**Work required**: Filter the data below, copying every line that contains the word "wooden".

━━━ Dataset extract ━━━

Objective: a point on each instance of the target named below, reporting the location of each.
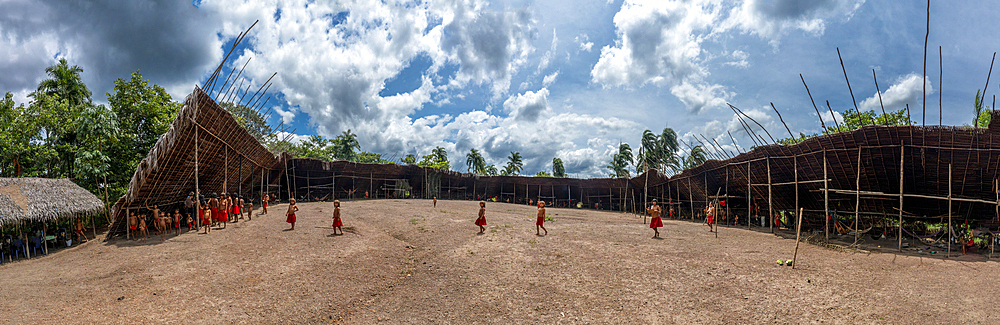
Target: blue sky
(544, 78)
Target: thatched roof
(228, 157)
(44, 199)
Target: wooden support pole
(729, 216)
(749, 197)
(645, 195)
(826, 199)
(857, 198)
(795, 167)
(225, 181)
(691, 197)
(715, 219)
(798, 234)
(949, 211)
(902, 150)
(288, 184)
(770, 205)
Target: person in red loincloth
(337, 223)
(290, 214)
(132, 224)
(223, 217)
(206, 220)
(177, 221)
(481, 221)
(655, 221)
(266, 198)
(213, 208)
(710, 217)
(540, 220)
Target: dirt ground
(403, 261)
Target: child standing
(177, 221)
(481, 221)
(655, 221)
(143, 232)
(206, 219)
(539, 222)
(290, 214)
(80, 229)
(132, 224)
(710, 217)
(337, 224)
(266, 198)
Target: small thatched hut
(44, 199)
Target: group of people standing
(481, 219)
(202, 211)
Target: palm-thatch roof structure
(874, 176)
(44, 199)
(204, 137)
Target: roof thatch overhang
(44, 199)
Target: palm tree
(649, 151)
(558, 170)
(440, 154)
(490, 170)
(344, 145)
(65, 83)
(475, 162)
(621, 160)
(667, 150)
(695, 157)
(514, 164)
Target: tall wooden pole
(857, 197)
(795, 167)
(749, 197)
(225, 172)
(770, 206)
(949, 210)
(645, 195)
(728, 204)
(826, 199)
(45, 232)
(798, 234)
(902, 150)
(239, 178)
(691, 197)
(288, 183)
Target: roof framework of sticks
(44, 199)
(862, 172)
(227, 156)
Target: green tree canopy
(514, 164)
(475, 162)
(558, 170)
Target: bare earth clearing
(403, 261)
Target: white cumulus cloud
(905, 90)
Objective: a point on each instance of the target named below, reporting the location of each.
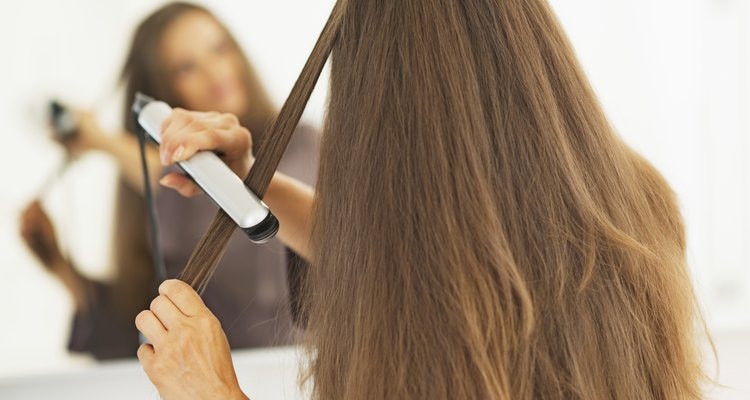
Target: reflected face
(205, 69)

━━━
━━━ Dataset extract ━━━

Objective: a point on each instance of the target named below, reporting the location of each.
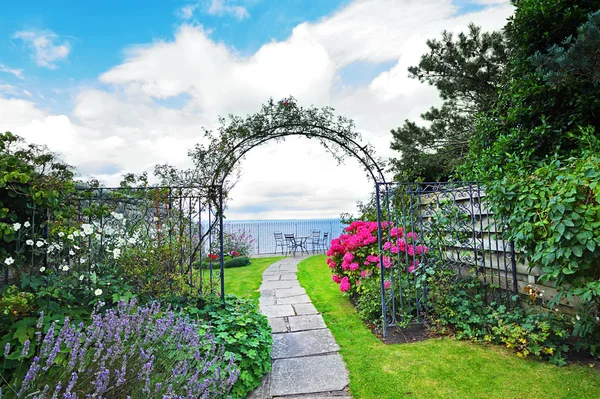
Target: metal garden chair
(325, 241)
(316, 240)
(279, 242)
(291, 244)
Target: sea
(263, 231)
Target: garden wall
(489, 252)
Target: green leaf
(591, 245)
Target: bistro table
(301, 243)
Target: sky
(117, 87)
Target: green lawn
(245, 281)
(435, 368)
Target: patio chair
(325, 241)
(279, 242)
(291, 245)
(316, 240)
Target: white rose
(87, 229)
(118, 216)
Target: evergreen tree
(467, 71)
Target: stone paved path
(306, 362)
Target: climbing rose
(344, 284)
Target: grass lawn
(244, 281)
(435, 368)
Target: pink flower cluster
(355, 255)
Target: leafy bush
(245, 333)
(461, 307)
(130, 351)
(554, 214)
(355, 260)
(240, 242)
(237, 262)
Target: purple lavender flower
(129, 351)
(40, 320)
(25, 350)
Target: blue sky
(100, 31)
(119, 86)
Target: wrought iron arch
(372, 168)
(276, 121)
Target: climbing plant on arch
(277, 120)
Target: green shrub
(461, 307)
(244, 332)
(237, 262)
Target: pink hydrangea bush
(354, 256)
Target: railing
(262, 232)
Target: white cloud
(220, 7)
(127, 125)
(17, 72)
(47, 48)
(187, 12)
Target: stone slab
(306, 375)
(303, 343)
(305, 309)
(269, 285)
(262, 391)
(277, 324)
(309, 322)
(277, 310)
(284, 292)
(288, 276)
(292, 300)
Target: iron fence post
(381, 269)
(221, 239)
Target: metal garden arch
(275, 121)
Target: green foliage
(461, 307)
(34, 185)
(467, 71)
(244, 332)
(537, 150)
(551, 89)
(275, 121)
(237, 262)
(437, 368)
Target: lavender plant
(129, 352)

━━━
━━━ Dataset extract ━━━

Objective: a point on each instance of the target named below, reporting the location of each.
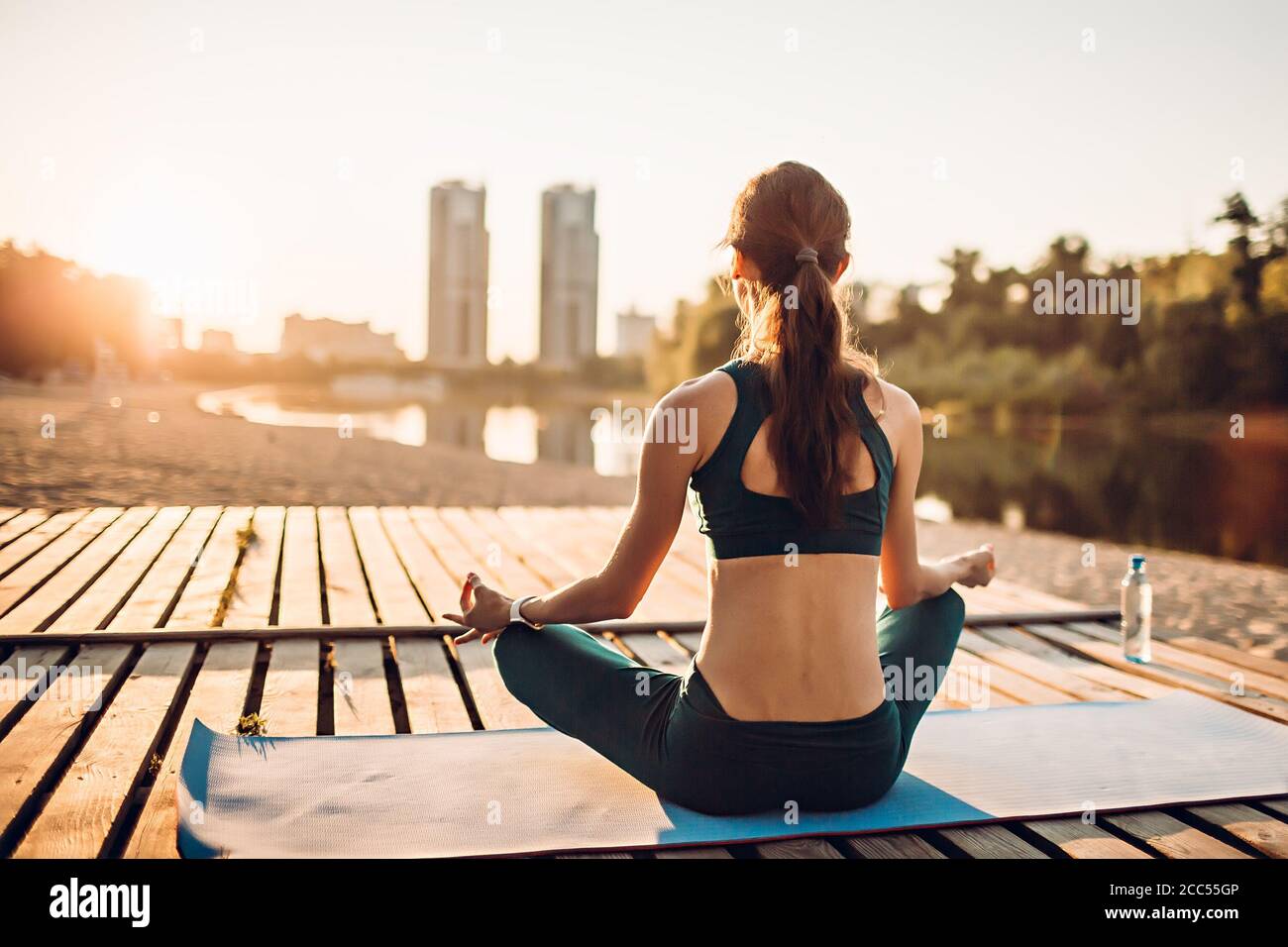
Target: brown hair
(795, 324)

━━━

**In response**:
Target: wooden support pole
Target: tall wooden pole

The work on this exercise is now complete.